Texto fornecido -
Depois de Tóquio, fez uma pausa total na competição. Concentrou-se na sua saúde mental e na sua vida pessoal, deixou de pensar exclusivamente na ginástica. Já este ano, casou-se com Jonathan Owens, jogador de futebol americano que joga atualmente nos Green Bay Packers. E fez terapia, como contava em julho deste ano na conversa com os adeptos. «Tenho feito muita terapia, vou uma vez por semana durante quase duas horas. Passei por tanto trauma, portanto é uma bênção poder trabalhar em alguns dos traumas e na cura.»

Deixou o tempo passar, sem fazer grandes planos.

Dados fornecidos -
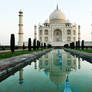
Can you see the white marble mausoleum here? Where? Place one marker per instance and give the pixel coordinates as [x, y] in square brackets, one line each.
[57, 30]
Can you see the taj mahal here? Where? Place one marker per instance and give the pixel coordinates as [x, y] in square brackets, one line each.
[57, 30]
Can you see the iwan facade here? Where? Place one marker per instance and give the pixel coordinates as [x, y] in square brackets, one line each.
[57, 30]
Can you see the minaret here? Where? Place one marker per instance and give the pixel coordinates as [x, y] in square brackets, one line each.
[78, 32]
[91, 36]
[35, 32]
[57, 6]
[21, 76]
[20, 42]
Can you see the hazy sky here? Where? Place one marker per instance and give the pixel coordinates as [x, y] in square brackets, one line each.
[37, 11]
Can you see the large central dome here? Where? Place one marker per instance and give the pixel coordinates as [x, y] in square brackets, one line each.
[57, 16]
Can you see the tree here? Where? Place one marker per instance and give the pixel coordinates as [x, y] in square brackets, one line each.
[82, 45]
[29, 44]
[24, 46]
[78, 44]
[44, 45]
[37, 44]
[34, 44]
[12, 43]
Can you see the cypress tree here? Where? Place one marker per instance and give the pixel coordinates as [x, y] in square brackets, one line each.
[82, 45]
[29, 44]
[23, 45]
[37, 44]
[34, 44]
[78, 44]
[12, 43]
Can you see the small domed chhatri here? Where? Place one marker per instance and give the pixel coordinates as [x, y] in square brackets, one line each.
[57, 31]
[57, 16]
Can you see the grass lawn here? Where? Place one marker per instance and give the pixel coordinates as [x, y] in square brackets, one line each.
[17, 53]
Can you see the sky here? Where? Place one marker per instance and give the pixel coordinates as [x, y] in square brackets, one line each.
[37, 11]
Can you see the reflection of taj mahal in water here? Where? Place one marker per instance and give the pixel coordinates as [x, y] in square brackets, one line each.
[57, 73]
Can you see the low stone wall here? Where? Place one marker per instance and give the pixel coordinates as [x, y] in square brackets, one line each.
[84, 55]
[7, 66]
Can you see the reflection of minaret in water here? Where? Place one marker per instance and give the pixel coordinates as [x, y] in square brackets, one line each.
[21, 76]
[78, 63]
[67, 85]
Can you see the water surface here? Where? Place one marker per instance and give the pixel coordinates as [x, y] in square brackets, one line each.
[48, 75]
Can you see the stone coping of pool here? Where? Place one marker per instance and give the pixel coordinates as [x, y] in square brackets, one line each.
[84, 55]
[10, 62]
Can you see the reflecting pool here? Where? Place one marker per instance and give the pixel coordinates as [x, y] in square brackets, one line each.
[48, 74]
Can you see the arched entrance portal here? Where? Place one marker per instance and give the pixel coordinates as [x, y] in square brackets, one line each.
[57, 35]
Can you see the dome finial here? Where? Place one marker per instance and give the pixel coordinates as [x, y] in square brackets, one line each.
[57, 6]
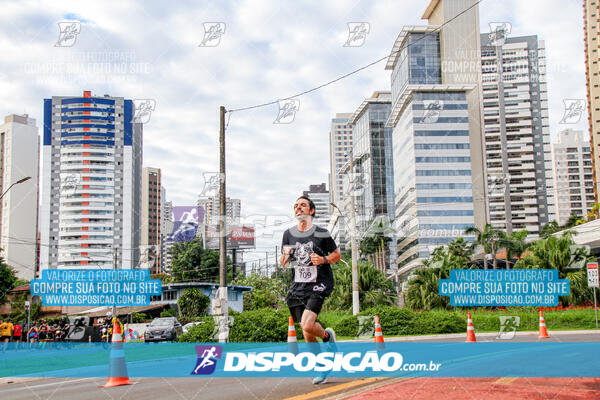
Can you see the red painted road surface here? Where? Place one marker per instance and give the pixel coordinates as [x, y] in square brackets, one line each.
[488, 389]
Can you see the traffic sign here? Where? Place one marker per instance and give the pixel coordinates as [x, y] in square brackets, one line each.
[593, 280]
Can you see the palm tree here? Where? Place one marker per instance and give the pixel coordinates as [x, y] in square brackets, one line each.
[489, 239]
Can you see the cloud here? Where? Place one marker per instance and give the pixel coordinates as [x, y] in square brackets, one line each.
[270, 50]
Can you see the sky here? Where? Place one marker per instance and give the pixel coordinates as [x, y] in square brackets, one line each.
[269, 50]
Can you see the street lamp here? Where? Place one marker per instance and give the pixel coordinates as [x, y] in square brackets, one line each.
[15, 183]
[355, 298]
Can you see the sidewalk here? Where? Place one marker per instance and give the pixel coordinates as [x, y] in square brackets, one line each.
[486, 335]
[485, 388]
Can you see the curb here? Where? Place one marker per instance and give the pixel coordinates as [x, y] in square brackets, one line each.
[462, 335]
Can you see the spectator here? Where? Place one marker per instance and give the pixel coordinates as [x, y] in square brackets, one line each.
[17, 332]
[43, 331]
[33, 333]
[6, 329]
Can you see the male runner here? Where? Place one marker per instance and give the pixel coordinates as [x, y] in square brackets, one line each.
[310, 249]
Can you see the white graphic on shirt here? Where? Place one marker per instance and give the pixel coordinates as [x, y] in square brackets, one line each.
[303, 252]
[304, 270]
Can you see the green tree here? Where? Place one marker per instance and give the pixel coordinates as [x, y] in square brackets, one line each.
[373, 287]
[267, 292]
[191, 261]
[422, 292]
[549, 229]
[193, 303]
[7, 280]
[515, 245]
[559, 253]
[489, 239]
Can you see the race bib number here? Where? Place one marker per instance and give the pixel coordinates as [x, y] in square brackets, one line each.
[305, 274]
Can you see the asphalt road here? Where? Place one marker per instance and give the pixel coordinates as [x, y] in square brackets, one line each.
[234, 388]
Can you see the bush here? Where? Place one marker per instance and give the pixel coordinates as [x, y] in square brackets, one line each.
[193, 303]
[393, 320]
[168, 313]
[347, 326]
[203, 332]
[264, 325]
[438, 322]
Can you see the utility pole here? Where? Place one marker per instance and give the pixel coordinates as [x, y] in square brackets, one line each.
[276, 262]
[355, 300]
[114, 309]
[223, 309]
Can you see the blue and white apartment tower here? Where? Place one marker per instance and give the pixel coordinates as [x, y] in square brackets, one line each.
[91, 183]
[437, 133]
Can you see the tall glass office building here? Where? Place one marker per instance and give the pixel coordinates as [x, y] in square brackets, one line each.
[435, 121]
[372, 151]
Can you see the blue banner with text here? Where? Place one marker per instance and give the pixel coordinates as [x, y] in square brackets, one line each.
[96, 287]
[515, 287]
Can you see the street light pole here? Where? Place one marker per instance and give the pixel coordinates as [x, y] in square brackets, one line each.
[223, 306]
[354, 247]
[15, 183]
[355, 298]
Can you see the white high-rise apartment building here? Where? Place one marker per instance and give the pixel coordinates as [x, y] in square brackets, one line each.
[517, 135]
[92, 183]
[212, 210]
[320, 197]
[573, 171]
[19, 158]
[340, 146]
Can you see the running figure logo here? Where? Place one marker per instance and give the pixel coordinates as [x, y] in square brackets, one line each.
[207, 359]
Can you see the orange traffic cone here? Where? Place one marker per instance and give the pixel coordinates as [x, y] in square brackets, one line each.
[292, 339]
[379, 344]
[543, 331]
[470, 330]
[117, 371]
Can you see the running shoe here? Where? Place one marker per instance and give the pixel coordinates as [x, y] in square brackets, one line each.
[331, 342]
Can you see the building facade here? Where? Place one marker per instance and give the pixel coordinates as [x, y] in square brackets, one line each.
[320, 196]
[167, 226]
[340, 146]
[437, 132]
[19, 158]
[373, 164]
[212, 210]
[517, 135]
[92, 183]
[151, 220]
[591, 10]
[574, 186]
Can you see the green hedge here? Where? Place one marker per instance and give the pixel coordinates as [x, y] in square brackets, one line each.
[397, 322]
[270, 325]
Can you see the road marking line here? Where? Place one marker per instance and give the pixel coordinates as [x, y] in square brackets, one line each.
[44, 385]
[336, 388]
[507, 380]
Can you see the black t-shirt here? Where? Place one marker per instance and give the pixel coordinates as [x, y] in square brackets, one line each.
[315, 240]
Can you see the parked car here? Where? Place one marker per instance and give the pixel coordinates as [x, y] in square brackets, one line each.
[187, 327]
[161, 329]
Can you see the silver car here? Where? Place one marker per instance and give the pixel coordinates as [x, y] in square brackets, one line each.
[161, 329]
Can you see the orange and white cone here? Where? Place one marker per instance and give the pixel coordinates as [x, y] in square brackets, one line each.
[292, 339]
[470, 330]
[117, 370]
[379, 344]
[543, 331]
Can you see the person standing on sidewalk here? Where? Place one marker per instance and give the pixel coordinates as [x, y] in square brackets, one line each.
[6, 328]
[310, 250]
* * *
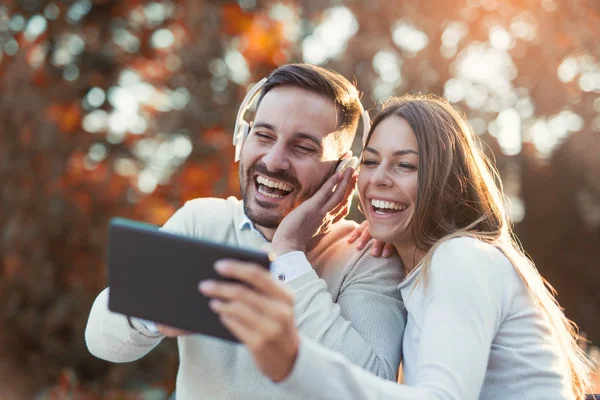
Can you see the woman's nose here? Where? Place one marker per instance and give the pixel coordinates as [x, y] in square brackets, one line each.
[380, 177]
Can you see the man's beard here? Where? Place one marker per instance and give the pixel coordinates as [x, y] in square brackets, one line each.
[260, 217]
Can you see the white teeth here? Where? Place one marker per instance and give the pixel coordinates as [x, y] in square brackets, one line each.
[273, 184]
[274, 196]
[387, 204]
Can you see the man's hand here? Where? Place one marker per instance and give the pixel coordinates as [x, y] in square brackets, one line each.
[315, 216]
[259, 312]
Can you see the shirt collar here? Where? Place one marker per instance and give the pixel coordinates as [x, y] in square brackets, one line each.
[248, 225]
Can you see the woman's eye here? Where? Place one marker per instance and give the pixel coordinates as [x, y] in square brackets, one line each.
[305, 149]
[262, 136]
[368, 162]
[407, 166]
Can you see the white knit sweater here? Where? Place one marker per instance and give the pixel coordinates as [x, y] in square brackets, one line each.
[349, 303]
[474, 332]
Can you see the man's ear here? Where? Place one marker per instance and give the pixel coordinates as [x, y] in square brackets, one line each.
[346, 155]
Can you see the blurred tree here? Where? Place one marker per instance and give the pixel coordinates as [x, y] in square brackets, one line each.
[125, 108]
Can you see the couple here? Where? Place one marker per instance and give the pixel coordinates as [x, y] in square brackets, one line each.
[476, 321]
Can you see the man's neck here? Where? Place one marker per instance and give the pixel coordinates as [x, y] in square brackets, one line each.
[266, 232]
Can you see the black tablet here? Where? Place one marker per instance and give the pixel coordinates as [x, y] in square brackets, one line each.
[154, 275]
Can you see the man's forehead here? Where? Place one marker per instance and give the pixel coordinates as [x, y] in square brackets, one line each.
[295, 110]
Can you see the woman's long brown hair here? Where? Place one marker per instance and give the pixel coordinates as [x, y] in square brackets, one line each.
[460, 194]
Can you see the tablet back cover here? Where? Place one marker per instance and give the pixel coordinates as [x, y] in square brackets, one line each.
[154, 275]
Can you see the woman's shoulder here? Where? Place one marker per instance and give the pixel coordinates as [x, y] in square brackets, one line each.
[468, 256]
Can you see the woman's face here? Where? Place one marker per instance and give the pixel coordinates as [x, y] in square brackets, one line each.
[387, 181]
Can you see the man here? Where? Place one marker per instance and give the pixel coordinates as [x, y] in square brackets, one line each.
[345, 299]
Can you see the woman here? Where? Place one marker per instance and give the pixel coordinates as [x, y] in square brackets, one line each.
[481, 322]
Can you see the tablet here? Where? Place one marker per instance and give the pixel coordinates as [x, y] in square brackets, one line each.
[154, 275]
---
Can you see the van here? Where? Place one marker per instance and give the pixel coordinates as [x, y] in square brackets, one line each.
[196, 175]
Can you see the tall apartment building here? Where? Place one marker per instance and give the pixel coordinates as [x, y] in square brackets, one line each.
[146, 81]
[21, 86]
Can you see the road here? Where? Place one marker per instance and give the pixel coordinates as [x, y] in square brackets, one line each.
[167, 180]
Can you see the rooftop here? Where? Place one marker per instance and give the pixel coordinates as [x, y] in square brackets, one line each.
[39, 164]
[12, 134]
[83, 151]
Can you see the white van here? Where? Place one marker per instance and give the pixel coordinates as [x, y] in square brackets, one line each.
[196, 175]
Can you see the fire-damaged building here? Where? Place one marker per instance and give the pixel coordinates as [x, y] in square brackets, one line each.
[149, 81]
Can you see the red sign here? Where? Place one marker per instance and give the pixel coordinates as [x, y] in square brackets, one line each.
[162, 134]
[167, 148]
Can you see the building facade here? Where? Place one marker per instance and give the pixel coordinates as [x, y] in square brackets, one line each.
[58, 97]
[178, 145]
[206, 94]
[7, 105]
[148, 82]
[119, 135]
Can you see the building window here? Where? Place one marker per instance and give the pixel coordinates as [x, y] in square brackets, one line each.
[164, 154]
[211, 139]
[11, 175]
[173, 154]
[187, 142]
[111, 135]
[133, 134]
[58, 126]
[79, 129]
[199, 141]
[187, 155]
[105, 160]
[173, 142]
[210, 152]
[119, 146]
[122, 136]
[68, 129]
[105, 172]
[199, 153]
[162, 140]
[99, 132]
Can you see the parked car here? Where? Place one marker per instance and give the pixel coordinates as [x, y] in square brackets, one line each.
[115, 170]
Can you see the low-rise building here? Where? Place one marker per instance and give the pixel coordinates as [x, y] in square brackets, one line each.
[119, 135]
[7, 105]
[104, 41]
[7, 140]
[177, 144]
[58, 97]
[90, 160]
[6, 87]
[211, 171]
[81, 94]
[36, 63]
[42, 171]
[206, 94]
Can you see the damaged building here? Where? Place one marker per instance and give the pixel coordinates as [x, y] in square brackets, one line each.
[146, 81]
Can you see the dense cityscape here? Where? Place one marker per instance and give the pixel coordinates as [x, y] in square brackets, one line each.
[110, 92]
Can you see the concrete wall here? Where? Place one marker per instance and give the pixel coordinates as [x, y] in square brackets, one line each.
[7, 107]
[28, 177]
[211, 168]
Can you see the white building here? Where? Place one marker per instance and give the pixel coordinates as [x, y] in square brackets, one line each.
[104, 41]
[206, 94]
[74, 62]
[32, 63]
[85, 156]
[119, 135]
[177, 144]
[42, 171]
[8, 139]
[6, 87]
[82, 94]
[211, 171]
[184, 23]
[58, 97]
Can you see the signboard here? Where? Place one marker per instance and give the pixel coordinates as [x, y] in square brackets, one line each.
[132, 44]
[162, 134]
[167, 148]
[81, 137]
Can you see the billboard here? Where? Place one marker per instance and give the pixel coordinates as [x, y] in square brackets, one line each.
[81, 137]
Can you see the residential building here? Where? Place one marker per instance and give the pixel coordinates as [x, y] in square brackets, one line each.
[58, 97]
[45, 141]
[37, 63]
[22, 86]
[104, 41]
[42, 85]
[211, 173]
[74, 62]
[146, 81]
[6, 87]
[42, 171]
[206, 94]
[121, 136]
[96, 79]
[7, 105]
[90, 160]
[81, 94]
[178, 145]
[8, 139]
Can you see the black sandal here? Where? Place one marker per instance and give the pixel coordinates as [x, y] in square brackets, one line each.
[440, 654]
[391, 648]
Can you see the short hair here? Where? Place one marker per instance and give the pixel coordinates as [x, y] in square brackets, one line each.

Lista de tarefas -
1. Resuma em duas frases o texto sobre a pausa depois de Tóquio.
2. Escreva a continuação do texto sobre a pausa depois de Tóquio a partir da última frase.

Resultados das tarefas -
1. Depois de Tóquio, houve uma pausa total na competição para dar atenção à saúde mental e à vida pessoal, e este ano veio o casamento com Jonathan Owens, jogador dos Green Bay Packers. A terapia passou a ser semanal, com sessões de quase duas horas, descritas como uma bênção para trabalhar os traumas e a cura, e o tempo foi passando sem grandes planos.

2.
Mas decidiu que queria voltar a tentar, como disse numa entrevista ao site Olympics.com, a falar sobre as razões que a levaram a voltar. «Acho que foi sobretudo pensar se daqui a 10 anos, quando olhar para trás, quero ter algum arrependimento. Quero estar a ver os Mundiais ou os Jogos Olímpicos de Paris na TV e pensar: ‘Wow, se eu tivesse ido para o ginásio e se me tivesse esforçado um pouco…’? Porque posso sempre fazer o que quiser quando a minha carreira acabar. Mas não posso fazer a minha carreira para sempre.»

Regressou à competição em agosto, dois anos depois de Tóquio. E voltou em grande, com o ouro no concurso completo nos campeonatos norte-americanos – a primeira atleta de sempre a vencer o título por oito vezes e também a mais velha, aos 26 anos.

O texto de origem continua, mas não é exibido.